## Testo scelto
= = = =
Il Cortile sul “Fine Vita”: Malati terminali, una sofferenza da accompagnare (Stefania Careddu – Avvenire – 24/05/2014)

Quando si parla di sofferenza, proporzionalità delle cure ed ultima fase dell’esistenza il dibattito si accende e i toni si alzano. L’incontro del Cortile dei Gentili su “I confini dei territori alla fine della vita”, ieri a Montecitorio, è stato invece un esercizio di ascolto “nel rispetto delle convinzioni e delle appartenenze” per entrare “nell’arcano dell’uomo”, come ha sottolineato padre Laurent Mazas, direttore esecutivo dell’iniziativa promossa dal Pontificio Consiglio della cultura per favorire il dialogo tra i credenti e non credenti.

“In una società in cui la morte è fortemente medicalizzata e si fa fatica a parlare del limite”, è fondamentale recuperare la dimensione della relazione, “la cui caratteristica principale è la responsabilità verso l’altro”, ha sottolineato Alberto Giannini, responsabile di Terapia intensiva pediatrica al Policlinico di Milano.

Sull’importanza della relazione, “di fronte a una tecnologizzazione del morire che fa paura”, è intervenuta anche Laura Palazzani, docente di Filosofia del Diritto alla Lumsa di Roma, che si è soffermata anche sui criteri (“inefficacia, gravosità e costo”) che aiutano a definire sproporzionata una cura.
= = = =
## Dati forniti
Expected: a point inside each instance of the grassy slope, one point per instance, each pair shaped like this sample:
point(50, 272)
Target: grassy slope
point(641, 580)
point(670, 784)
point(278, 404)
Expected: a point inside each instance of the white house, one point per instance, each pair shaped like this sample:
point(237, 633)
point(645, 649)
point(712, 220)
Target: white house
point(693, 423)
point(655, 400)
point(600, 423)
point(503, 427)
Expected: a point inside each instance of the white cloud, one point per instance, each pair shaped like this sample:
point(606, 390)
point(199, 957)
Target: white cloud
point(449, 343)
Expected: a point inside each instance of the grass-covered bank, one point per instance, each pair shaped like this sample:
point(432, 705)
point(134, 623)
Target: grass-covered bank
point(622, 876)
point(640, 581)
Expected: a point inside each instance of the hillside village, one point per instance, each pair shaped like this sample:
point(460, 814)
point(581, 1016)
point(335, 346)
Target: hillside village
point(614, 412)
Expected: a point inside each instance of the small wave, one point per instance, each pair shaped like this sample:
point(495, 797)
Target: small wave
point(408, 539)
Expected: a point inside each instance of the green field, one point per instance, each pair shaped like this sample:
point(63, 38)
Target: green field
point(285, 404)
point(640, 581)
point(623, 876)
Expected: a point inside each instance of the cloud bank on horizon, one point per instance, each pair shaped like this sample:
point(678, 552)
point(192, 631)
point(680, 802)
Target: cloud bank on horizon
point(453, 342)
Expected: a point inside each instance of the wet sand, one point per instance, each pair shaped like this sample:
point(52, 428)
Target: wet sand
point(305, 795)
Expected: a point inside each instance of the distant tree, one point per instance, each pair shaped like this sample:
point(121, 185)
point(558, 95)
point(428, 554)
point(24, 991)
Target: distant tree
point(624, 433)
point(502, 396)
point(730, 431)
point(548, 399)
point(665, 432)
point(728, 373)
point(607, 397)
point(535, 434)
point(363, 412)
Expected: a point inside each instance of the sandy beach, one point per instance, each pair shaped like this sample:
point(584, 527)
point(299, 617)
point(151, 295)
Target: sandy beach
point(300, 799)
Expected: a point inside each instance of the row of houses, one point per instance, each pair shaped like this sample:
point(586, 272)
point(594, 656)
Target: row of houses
= = = =
## Consegna
Elenca tutte le persone di cui il testo sul Cortile dei Gentili riporta parole, indicando per ciascuna il ruolo che il testo le attribuisce.

## Soluzione
- Padre Laurent Mazas: direttore esecutivo dell'iniziativa promossa dal Pontificio Consiglio della cultura
- Alberto Giannini: responsabile di Terapia intensiva pediatrica al Policlinico di Milano
- Laura Palazzani: docente di Filosofia del Diritto alla Lumsa di Roma